ACTIVITY
Set the listing down unchanged, minus every embedded image.

+++ DATA PROVIDED +++

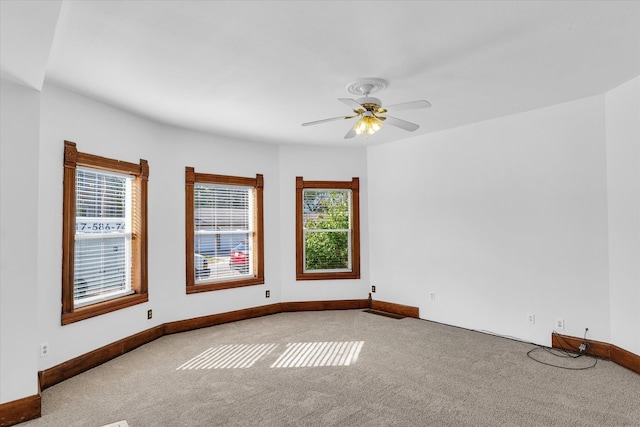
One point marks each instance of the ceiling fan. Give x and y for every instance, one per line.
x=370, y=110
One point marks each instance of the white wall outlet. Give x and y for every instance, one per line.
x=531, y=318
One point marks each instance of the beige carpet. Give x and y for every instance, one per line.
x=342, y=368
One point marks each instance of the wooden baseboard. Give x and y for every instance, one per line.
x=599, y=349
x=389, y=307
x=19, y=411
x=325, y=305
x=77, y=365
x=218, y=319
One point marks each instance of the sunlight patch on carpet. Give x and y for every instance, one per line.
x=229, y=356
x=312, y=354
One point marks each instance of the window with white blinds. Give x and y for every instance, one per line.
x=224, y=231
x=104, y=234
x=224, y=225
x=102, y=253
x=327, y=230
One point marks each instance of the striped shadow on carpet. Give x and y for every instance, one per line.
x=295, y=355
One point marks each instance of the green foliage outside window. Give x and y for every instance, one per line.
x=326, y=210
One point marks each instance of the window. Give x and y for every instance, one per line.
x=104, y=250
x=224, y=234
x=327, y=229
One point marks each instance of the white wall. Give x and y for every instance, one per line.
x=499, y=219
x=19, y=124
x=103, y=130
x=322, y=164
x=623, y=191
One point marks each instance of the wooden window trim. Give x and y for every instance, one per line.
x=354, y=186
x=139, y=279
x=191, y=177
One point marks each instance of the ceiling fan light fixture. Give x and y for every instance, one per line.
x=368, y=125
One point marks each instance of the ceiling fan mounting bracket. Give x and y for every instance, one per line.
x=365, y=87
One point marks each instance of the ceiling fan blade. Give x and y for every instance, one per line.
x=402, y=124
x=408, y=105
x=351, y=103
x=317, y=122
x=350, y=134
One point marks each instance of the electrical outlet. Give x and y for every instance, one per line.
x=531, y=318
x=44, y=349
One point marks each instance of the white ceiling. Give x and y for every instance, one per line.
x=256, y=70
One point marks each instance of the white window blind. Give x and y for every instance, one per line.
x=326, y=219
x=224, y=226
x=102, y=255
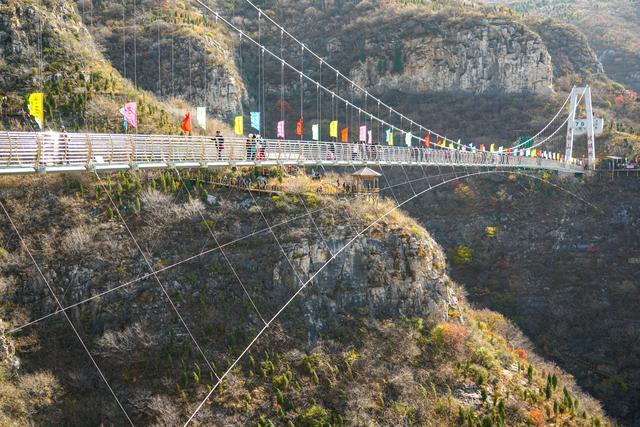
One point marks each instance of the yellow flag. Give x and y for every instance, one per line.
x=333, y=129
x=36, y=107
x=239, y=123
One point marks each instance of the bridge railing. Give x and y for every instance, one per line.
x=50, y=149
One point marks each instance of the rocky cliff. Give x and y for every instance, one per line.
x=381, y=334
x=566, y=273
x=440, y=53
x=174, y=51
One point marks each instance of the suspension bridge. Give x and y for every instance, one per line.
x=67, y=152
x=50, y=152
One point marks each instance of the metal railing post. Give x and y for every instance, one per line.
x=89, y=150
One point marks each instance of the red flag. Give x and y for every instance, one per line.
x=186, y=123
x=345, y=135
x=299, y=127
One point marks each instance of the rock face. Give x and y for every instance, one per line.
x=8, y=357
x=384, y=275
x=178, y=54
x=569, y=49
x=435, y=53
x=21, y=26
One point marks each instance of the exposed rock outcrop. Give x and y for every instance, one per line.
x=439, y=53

+++

RESPONSE AREA
One point marks each instance of the ceiling fan. Give x and y for every instance, one per line.
x=370, y=110
One point marks each instance of the white wall outlet. Give x and y for every instance, one per line.
x=531, y=318
One point marks each instance of the beige carpet. Give x and y for every instance, one per line.
x=342, y=368
One point marks each instance of the wooden baseboard. Give x and y for every instance, one per line.
x=599, y=349
x=389, y=307
x=19, y=411
x=325, y=305
x=77, y=365
x=218, y=319
One point marks each instance of the sunlight patch on carpet. Give x and y for every instance, one per line.
x=229, y=356
x=312, y=354
One point marks each instance of the window with white blinds. Give x and y for every instance, one per line.
x=224, y=231
x=104, y=234
x=224, y=225
x=102, y=253
x=327, y=230
One point marks each instance of the striped shadow on carpet. Give x and y for every instance, one per line.
x=295, y=355
One point marks each instance of the green foliage outside window. Give x and y for every instance, one per line.
x=326, y=210
One point marks each instance of the window. Give x and y for every instance, one per line.
x=104, y=250
x=224, y=234
x=327, y=229
One point marks each instance of the white wall. Give x and y for every instance, one per line.
x=499, y=219
x=19, y=124
x=103, y=130
x=322, y=164
x=623, y=191
One point marks each instance of the wooden window trim. Give x and y for every instance, one per line.
x=354, y=186
x=139, y=279
x=191, y=177
One point marks each instance of the ceiling fan light fixture. Give x and y for every instance, one per line.
x=368, y=125
One point marks each instance of the ceiling fan mounting bracket. Give x and y for every instance, one per line.
x=365, y=87
One point marks each instance of the ceiling fan blade. Give x and y for every instance, one per line.
x=402, y=124
x=408, y=105
x=351, y=103
x=317, y=122
x=350, y=134
One point marks each instance of the electrical outlet. Give x and y for every instance, one per line.
x=531, y=318
x=44, y=349
One point marks each instance of the white ceiling. Give x and y for every instance, one per line.
x=256, y=70
One point marks each instance of the white window blind. Give x and y for every instance, one per line.
x=326, y=219
x=224, y=226
x=102, y=255
One point marks each instance of the yellow flag. Give x and y for every instance, one per line.
x=333, y=129
x=36, y=107
x=239, y=123
One point marks each instance of the bridge railing. Give x and y for every instance, one per line.
x=50, y=149
One point marks each instance of the rocky cliff. Give x and y for every instance, one per line.
x=381, y=334
x=566, y=273
x=440, y=53
x=174, y=51
One point marks each instance of the suspension bridge. Give x and y for every instance, one per line.
x=67, y=152
x=50, y=152
One point marks each instance of the metal railing post. Give x and y for every instance, one per line.
x=89, y=150
One point marks each instance of the red flag. Give x and y for every instance, one per line.
x=186, y=123
x=345, y=135
x=299, y=127
One point marks each instance of the rock face. Give x and y for every instance, one per line.
x=8, y=357
x=384, y=275
x=178, y=54
x=569, y=49
x=435, y=53
x=21, y=26
One point marks each instance of the exposed rock outcrop. Give x and y for every instance, one per line.
x=439, y=53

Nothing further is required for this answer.